═══ TEXTE FOURNI ═══

Le radicalisme tranquille de sa confiance fait presque peur ; elle n’a l’air de rien mais elle arpente vaillamment cette frontière où l’homme s’approche au plus près de l’Humain et de la compassion.
Plutôt qu’à un modèle, le parcours de cette jeune femme renvoie, au-delà de la croyance et des dogmes, à ce cheminement aux confins de notre singularité vers l’autre.

Seuil, 2008
Voix spirituelles - Points Sagesses

Anthologie de textes de Thérèse de Lisieux, choisis et présentés par Patrick Autréaux.

Extraits de presse

A L’ECOUTE, magazine de la Fondation d’Auteuil, juin-juillet 2008 N°162.
Propos recueillis par Anne Le Cabellec

Patrick Autréaux a choisi et présente, pour les éditions du Seuil, coll. Points Sagesses – Voix spirituelles, une sélection de textes de Thérèse de Lisieux.

Quête artistique
Les premiers contacts avec Thérèse se sont faits plutôt classiquement par ma famille, chrétienne bien que non pratiquante. Au cours de mes études de médecine, j’ai surtout écrit de la poésie et lu des auteurs, Max Jacob notamment, qui m’ont amené vers des textes de mystiques : Thérèse d’Avila, Jean de la Croix, des récits hassidiques, des contes soufis, des récits chamaniques… Thérèse de Lisieux m’arrêtait un peu par son style, sauf pour le manuscrit C : il y avait là quelque chose qui semblait éclairant pour mon chemin, en poésie surtout.

Identification
Un ami sculpteur m’a fait relire Thérèse, alors que je terminais mes études de psychiatrie. Le manuscrit C paraissait toujours aussi fort, où elle évoque la maladie, la nuit de la foi, la charité. A l’âge de 35 ans, je suis tombé gravement malade. J’ai encore relu ses écrits (pas seulement les siens), cette fois avec une acuité différente. En lisant Thérèse, celle des derniers textes, il faut se souvenir qu’elle se sait perdue. M’étant cru condamné – les médecins étaient très pessimistes –, j’ai fait l’expérience de cet effroi-là, sans ressentir d’ailleurs de colère ou d’appel particulier. Je ne pouvais pas ne pas m’identifier à son cheminement tâtonnant et à l’être humain en elle.

═══

:: CONSIGNES DE L'EXERCICE ::
1. Restituez sans changement le passage du texte sur Thérèse de Lisieux qui commence par « Plutôt qu’à un » et se poursuit jusqu'à « juin-juillet 2008 N°162. ».
2. Répondez brièvement, d'après le texte sur Thérèse de Lisieux :
(a) En quelle année l'anthologie a-t-elle paru au Seuil ?
(b) Quel auteur Patrick Autréaux nomme-t-il parmi ceux qui l'ont amené vers des textes de mystiques ?
(c) À quel âge est-il tombé gravement malade ?

═══ MATÉRIEL D'ÉTUDE ═══

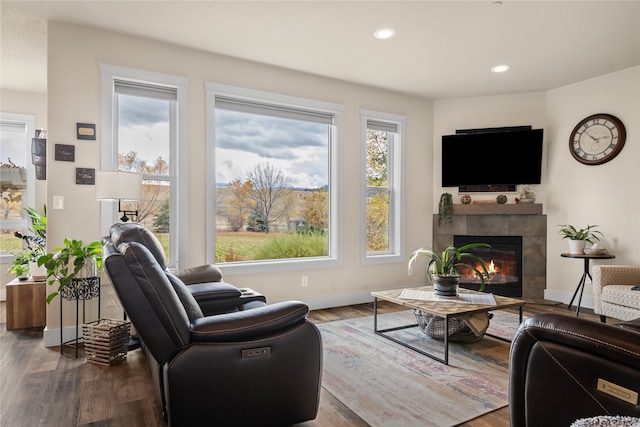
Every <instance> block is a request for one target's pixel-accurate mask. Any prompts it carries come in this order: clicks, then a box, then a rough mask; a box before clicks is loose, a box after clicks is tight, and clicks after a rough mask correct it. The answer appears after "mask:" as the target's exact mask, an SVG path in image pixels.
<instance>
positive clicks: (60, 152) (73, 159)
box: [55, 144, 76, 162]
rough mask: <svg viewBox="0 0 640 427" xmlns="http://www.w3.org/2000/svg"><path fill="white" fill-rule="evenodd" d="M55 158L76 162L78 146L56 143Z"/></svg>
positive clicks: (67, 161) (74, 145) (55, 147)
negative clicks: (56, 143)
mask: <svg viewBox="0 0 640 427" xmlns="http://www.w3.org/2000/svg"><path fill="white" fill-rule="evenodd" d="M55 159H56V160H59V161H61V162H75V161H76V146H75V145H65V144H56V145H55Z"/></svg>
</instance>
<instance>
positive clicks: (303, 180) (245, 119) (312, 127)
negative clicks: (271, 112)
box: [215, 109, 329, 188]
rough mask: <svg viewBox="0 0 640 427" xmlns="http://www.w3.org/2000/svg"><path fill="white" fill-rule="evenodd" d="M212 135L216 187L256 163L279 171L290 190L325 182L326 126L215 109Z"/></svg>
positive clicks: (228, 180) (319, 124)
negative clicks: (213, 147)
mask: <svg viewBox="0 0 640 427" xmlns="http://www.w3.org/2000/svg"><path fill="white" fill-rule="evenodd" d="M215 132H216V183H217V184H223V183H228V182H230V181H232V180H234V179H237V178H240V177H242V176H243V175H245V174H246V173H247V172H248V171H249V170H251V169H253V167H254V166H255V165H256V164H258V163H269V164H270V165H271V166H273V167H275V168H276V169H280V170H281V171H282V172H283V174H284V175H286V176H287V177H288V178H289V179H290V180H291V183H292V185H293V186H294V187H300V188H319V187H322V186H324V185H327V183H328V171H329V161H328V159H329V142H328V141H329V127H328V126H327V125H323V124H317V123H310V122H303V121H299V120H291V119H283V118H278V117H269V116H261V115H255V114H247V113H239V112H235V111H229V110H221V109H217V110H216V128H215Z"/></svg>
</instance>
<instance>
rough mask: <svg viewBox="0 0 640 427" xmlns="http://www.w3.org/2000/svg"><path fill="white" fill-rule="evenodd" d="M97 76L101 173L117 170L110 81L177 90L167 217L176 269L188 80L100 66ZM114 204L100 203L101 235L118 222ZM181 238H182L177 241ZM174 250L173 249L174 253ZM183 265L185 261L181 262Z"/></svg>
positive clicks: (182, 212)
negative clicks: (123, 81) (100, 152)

═══

:: RÉPONSES NUMÉROTÉES ::
1.
Plutôt qu’à un modèle, le parcours de cette jeune femme renvoie, au-delà de la croyance et des dogmes, à ce cheminement aux confins de notre singularité vers l’autre.

Seuil, 2008
Voix spirituelles - Points Sagesses

Anthologie de textes de Thérèse de Lisieux, choisis et présentés par Patrick Autréaux.

Extraits de presse

A L’ECOUTE, magazine de la Fondation d’Auteuil, juin-juillet 2008 N°162.

2.
(a) En 2008.
(b) Max Jacob.
(c) À 35 ans.